(Stored items)
┌──

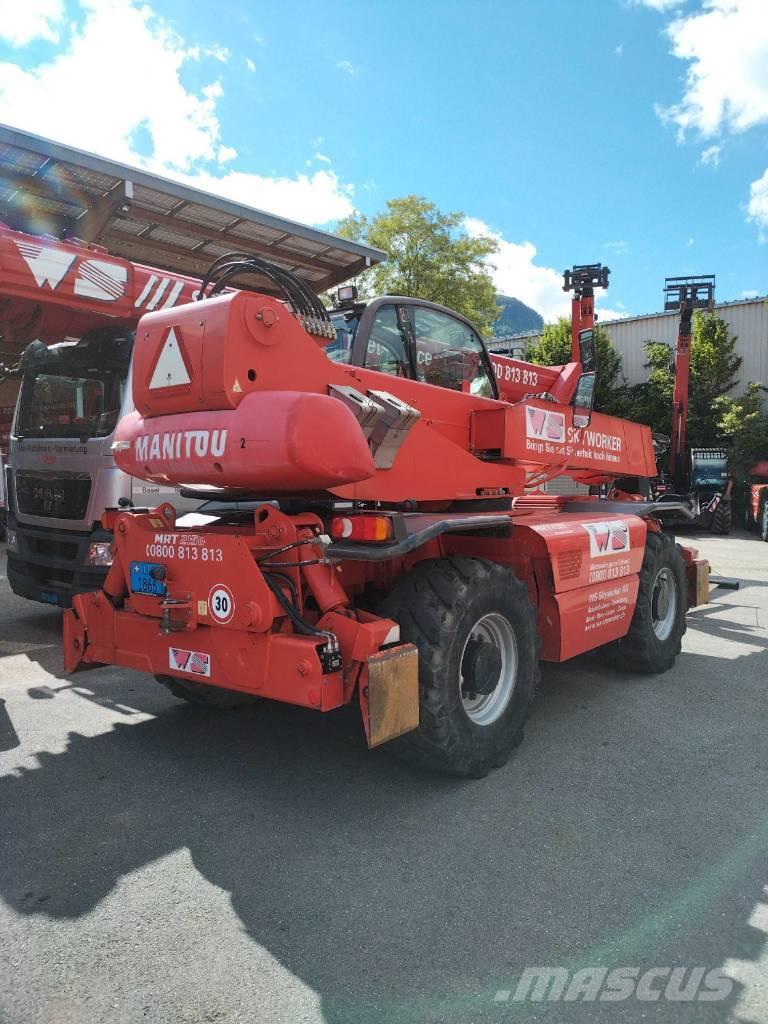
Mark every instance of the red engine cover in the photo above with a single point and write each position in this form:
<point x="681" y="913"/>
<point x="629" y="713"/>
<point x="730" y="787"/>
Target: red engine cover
<point x="273" y="440"/>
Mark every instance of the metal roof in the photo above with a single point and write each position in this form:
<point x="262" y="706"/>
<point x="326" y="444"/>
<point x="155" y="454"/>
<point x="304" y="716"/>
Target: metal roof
<point x="49" y="188"/>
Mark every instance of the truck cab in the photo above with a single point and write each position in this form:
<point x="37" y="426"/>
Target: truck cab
<point x="61" y="474"/>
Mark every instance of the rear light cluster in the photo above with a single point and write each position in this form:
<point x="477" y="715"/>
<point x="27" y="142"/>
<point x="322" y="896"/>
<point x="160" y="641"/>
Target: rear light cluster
<point x="361" y="527"/>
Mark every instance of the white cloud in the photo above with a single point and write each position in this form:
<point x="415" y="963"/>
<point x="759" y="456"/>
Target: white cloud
<point x="619" y="248"/>
<point x="604" y="313"/>
<point x="757" y="208"/>
<point x="310" y="199"/>
<point x="726" y="85"/>
<point x="58" y="99"/>
<point x="711" y="156"/>
<point x="24" y="22"/>
<point x="218" y="52"/>
<point x="658" y="4"/>
<point x="516" y="273"/>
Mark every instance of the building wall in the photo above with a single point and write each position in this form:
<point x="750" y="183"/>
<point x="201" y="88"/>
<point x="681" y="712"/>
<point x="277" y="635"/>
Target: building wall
<point x="748" y="320"/>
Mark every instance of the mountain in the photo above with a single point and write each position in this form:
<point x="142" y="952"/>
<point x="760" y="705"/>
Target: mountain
<point x="515" y="316"/>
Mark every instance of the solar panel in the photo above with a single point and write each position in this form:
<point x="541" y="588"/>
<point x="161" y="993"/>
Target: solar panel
<point x="50" y="188"/>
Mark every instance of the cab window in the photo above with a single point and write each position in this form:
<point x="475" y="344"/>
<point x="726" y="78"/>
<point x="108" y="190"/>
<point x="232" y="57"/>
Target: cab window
<point x="449" y="353"/>
<point x="340" y="349"/>
<point x="387" y="348"/>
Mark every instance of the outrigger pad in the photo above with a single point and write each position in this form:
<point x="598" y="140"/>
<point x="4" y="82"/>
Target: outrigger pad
<point x="392" y="704"/>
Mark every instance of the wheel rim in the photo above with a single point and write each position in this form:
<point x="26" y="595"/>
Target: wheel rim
<point x="664" y="603"/>
<point x="484" y="709"/>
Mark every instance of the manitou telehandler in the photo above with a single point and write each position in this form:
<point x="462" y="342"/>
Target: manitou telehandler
<point x="372" y="531"/>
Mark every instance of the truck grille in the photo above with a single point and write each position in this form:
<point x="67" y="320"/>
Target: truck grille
<point x="57" y="496"/>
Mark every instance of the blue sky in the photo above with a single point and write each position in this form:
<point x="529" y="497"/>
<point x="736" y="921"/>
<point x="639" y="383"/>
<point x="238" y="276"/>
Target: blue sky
<point x="632" y="132"/>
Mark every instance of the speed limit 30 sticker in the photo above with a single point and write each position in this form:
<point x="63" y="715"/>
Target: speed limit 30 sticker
<point x="221" y="603"/>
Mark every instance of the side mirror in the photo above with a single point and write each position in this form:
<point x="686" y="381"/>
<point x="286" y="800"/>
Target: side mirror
<point x="588" y="350"/>
<point x="584" y="399"/>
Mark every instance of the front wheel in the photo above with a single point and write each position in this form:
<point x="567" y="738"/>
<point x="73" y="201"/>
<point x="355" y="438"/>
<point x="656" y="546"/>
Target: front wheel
<point x="653" y="640"/>
<point x="478" y="663"/>
<point x="721" y="520"/>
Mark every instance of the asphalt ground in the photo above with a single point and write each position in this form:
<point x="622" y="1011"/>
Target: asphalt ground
<point x="165" y="863"/>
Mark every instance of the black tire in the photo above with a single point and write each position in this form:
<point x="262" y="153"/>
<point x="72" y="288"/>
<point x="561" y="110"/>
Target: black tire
<point x="202" y="693"/>
<point x="721" y="520"/>
<point x="763" y="515"/>
<point x="439" y="605"/>
<point x="643" y="649"/>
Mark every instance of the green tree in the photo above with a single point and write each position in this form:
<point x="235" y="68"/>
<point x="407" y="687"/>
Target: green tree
<point x="429" y="256"/>
<point x="714" y="370"/>
<point x="553" y="349"/>
<point x="742" y="425"/>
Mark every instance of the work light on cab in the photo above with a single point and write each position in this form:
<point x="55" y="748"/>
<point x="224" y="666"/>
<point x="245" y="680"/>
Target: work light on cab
<point x="361" y="527"/>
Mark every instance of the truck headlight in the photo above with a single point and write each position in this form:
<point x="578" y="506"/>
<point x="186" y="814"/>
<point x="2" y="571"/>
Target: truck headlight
<point x="100" y="553"/>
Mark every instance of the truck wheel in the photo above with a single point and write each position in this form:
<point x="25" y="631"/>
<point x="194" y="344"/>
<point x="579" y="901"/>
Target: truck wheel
<point x="763" y="516"/>
<point x="657" y="625"/>
<point x="202" y="693"/>
<point x="478" y="663"/>
<point x="721" y="521"/>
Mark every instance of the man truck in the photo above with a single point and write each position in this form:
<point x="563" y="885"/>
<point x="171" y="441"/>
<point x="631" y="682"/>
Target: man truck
<point x="87" y="247"/>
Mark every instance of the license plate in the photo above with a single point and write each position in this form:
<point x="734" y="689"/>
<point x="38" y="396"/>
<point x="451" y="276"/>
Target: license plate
<point x="142" y="582"/>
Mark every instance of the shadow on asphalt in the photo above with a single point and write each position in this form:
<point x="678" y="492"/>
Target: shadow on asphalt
<point x="630" y="829"/>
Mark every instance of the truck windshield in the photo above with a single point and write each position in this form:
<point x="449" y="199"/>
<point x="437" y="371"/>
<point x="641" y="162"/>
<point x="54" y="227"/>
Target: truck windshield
<point x="71" y="401"/>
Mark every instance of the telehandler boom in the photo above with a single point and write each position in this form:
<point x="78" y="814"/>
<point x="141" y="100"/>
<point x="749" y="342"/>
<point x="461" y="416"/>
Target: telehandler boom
<point x="374" y="525"/>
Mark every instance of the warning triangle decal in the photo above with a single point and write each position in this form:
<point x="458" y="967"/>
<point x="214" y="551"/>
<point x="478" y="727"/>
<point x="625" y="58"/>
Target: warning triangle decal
<point x="171" y="369"/>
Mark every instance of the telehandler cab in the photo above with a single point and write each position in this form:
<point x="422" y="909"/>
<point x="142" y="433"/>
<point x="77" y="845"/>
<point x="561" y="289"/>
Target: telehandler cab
<point x="375" y="525"/>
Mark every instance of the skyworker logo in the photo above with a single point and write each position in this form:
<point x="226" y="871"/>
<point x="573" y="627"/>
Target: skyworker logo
<point x="544" y="425"/>
<point x="610" y="538"/>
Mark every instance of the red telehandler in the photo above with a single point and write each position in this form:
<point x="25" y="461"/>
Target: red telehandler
<point x="373" y="528"/>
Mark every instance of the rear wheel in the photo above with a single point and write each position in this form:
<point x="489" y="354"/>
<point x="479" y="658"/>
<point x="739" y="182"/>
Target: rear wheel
<point x="653" y="640"/>
<point x="202" y="693"/>
<point x="478" y="663"/>
<point x="721" y="520"/>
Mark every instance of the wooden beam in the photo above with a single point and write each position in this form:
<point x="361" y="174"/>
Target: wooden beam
<point x="91" y="225"/>
<point x="197" y="231"/>
<point x="116" y="241"/>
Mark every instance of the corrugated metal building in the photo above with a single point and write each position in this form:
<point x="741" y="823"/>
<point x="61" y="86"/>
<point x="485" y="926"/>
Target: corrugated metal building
<point x="748" y="320"/>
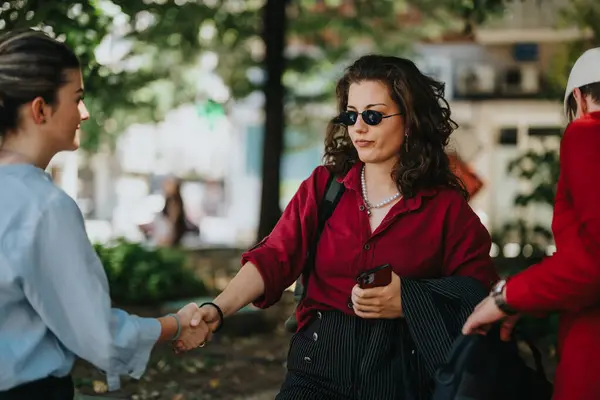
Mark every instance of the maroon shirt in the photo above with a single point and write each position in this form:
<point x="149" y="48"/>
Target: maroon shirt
<point x="569" y="280"/>
<point x="431" y="235"/>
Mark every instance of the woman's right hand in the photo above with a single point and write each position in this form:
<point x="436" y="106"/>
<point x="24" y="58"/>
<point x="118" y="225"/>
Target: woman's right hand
<point x="200" y="320"/>
<point x="193" y="334"/>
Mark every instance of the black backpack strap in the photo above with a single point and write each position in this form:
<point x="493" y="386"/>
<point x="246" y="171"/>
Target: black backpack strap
<point x="333" y="193"/>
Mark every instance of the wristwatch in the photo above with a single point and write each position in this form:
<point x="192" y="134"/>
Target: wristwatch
<point x="498" y="296"/>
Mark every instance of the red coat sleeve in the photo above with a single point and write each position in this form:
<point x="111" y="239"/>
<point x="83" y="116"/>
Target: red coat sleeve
<point x="280" y="257"/>
<point x="467" y="244"/>
<point x="569" y="280"/>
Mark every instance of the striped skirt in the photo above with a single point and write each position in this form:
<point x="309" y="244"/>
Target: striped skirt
<point x="340" y="357"/>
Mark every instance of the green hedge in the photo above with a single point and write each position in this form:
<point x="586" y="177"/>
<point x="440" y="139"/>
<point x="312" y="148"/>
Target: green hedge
<point x="139" y="276"/>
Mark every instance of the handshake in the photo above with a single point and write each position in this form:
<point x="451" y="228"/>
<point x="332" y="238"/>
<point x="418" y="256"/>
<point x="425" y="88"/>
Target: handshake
<point x="197" y="326"/>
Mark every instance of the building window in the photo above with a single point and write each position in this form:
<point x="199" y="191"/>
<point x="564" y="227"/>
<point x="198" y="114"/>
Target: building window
<point x="508" y="137"/>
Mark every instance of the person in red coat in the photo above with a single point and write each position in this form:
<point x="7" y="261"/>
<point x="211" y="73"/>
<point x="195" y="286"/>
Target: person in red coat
<point x="569" y="280"/>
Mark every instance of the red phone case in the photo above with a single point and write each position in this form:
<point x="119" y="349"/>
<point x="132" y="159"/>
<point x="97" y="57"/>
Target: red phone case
<point x="376" y="277"/>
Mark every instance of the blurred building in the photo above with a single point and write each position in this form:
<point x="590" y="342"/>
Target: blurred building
<point x="500" y="94"/>
<point x="497" y="85"/>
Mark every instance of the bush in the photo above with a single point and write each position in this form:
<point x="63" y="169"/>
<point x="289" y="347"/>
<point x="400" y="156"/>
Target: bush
<point x="139" y="276"/>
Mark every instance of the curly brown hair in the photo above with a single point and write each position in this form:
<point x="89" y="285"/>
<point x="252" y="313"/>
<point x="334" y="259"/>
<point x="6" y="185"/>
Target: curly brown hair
<point x="423" y="162"/>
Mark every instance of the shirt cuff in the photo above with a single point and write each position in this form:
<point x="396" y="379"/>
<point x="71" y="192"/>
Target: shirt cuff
<point x="518" y="293"/>
<point x="264" y="264"/>
<point x="149" y="330"/>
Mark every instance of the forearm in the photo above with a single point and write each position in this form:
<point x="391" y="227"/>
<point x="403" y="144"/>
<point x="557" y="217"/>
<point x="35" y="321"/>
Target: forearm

└──

WORK TO COMPLETE ->
Could you find every line in the records above that contains the word "forearm" and copy it?

RESPONSE ->
Mark every instance of the forearm in the photo above with a single point and write each position in this form:
Target: forearm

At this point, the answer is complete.